* [Source text]

——

[htdig3-dev] Re: Zlib compression


Gilles Detillieux (grdetil@scrc.umanitoba.ca)
Tue, 19 Jan 1999 15:43:09 -0600 (CST)


* List: htdig3-dev@sob.htdig.org

According to Geoff Hutchison:
> On Tue, 19 Jan 1999, Gilles Detillieux wrote:
> > I think I can speculate on the 2nd question. For every href to a given
> > URL, htdig will fetch, modify and store the DocumentRef for that URL.
> > That means a Deserialize and a Serialize for each href, plus one for
> > the document itself.
>
> So this is a side-effect of the AddDescription? I wonder if there's a way
> we can only do the Deserialize/Serialize when we're actually adding the
> description.
>
> Or, as Didier points out, we can only compress parts of the DocumentRef.

——

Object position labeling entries
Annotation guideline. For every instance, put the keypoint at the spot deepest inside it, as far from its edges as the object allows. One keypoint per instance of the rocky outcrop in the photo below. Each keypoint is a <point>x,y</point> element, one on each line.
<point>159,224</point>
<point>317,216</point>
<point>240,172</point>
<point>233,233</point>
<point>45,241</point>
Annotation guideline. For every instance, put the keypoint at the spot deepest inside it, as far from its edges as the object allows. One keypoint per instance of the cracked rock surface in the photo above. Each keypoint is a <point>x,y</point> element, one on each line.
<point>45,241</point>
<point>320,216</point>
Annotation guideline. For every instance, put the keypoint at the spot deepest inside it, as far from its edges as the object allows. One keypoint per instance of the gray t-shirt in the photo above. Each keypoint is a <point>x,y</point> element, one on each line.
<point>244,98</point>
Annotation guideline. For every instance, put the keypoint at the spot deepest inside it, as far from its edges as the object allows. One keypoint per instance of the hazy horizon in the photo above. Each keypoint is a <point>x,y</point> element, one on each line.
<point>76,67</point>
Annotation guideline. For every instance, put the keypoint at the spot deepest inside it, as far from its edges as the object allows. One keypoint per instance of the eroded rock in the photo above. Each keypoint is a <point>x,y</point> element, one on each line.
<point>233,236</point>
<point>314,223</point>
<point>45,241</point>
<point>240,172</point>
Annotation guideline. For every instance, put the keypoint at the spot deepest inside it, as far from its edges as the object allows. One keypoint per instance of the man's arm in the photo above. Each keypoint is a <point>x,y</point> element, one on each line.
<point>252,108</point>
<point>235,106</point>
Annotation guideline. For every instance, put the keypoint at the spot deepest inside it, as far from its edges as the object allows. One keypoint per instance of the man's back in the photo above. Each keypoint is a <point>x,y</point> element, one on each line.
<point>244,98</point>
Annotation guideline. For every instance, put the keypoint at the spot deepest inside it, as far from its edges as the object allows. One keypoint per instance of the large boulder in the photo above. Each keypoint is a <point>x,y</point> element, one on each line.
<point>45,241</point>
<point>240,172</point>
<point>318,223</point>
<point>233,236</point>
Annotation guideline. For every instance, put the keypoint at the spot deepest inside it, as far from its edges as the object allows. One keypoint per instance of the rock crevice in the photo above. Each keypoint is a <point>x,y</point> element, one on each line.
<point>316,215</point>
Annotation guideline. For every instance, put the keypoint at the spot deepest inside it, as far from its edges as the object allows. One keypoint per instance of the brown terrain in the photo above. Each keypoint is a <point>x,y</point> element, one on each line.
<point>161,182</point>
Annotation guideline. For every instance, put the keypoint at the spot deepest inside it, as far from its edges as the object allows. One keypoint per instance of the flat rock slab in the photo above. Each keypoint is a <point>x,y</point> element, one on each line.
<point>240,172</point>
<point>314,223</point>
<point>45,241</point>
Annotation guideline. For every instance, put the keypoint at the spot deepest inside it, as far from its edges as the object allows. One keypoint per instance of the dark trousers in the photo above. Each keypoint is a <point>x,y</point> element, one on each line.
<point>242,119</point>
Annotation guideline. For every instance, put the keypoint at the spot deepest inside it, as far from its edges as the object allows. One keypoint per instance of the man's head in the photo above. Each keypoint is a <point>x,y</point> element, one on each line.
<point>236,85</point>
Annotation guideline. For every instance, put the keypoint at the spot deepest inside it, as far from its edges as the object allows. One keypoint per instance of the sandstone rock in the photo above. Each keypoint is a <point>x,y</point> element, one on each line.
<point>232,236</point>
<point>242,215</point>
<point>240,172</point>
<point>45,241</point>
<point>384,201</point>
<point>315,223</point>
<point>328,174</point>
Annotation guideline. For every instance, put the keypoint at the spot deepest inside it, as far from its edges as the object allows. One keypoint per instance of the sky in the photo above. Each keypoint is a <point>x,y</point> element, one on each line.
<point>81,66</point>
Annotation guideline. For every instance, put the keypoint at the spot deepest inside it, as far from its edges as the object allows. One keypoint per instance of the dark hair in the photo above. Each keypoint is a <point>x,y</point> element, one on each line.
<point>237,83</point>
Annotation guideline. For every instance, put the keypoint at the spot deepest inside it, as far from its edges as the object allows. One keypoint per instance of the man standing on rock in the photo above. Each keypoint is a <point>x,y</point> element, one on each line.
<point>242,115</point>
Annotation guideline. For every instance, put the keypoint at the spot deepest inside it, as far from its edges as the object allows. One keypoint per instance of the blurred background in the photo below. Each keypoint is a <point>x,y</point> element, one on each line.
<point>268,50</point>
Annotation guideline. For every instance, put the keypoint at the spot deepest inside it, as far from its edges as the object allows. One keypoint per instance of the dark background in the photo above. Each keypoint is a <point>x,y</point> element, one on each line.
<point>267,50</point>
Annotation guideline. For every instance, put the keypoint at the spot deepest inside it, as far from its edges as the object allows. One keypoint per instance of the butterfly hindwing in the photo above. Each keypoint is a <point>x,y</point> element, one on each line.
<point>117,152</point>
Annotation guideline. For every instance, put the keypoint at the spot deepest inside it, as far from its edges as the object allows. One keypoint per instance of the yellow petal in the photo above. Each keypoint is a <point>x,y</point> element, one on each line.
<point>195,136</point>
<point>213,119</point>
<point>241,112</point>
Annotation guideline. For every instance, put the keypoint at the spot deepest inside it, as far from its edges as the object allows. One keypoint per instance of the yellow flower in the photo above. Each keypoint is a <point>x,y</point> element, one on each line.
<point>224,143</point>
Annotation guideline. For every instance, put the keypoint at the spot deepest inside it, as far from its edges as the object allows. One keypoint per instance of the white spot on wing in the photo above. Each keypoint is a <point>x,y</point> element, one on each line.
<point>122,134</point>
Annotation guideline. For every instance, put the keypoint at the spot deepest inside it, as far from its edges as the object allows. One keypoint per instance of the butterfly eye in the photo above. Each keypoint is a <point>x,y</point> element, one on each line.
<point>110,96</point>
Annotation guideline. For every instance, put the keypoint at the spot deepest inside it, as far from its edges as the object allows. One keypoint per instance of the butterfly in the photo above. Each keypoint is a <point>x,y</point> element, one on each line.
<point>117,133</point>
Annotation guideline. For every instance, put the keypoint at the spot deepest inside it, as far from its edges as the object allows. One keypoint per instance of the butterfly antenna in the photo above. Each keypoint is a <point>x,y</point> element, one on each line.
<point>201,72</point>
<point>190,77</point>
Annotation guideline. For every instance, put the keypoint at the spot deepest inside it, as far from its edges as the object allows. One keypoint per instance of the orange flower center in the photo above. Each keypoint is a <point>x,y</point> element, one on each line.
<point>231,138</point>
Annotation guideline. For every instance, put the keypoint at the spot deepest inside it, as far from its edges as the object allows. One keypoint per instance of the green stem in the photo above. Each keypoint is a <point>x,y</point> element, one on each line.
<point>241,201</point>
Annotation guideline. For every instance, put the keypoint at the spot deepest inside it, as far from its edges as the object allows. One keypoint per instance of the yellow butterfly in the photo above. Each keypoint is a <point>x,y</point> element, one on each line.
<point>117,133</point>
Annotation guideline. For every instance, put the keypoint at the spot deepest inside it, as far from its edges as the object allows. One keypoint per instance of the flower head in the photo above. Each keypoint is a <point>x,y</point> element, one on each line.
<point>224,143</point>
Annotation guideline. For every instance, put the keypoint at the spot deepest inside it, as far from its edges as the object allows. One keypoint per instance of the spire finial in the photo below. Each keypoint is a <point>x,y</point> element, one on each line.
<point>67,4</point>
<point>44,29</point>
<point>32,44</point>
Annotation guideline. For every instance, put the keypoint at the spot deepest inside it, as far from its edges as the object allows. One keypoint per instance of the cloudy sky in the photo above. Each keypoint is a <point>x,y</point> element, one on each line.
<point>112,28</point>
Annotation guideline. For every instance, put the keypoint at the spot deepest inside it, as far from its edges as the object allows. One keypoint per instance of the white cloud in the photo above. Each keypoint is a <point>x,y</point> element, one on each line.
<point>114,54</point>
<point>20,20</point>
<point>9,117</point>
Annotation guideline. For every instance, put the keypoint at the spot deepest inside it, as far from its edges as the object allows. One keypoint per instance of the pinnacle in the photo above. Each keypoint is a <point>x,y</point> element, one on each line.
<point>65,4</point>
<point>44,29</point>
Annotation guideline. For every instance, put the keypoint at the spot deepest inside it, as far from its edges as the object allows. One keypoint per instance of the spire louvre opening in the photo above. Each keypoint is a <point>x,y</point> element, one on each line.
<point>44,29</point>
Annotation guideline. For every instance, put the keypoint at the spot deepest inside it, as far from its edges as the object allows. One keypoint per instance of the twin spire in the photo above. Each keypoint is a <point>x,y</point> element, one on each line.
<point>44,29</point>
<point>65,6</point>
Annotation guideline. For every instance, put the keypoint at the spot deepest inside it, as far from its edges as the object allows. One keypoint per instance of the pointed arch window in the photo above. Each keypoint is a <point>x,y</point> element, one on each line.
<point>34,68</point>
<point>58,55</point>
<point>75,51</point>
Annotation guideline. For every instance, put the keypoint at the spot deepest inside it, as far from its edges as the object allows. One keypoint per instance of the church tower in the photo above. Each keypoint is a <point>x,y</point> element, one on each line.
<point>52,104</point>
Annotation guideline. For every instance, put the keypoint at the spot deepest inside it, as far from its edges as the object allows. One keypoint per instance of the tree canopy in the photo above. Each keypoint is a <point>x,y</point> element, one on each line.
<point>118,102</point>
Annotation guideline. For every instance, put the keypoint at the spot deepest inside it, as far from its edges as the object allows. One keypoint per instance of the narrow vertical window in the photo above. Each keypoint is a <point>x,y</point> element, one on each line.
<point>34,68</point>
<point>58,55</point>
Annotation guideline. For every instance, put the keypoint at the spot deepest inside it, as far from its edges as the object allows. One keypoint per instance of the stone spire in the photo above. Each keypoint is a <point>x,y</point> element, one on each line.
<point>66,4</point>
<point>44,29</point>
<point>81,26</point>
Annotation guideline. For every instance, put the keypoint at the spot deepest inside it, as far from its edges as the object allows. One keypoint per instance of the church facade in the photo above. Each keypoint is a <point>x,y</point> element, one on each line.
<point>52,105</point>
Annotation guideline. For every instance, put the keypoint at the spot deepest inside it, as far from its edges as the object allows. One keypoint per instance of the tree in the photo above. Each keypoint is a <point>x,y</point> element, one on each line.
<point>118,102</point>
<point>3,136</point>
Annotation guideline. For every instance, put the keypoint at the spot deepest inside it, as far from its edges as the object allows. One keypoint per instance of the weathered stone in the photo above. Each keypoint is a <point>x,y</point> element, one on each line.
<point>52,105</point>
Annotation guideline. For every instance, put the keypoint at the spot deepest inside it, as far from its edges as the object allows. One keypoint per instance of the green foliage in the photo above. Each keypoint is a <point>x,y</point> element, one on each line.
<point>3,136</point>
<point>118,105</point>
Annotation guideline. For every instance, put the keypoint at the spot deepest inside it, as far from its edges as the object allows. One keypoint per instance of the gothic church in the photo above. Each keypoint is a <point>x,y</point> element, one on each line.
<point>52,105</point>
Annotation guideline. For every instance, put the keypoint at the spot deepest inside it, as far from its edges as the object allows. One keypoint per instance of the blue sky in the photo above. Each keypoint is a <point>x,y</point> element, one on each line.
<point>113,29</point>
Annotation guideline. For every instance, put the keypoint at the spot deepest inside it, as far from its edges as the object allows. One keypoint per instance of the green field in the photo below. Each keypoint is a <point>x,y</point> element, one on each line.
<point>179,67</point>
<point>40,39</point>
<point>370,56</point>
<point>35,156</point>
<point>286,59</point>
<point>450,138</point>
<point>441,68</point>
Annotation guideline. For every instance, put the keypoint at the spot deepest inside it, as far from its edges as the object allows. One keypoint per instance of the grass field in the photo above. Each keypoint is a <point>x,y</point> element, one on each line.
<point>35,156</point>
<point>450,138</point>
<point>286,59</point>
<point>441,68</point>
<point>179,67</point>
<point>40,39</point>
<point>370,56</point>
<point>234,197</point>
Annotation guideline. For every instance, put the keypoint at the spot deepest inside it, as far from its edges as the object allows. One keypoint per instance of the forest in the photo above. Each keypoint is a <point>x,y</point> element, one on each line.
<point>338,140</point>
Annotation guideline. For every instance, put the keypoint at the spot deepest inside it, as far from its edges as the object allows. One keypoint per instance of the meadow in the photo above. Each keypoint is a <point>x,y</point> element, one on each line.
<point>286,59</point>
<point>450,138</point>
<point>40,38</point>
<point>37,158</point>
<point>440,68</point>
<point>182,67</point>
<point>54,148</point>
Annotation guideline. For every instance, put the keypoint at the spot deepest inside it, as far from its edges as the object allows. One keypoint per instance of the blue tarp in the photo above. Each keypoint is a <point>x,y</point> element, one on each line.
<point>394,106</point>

——

* [Tasks to complete]
A. Rewrite the stretch of the mailing list message from "Gilles Detillieux (grdetil@scrc.umanitoba.ca)" through "the document itself.", replacing "href" with "link".
B. List every person named in the mailing list message.
The listing isn't needed for anything here.

* [Solutions to the problems]
A.
Gilles Detillieux (grdetil@scrc.umanitoba.ca)
Tue, 19 Jan 1999 15:43:09 -0600 (CST)


* List: htdig3-dev@sob.htdig.org

According to Geoff Hutchison:
> On Tue, 19 Jan 1999, Gilles Detillieux wrote:
> > I think I can speculate on the 2nd question. For every link to a given
> > URL, htdig will fetch, modify and store the DocumentRef for that URL.
> > That means a Deserialize and a Serialize for each link, plus one for
> > the document itself.

B.
Gilles Detillieux
Geoff Hutchison
Didier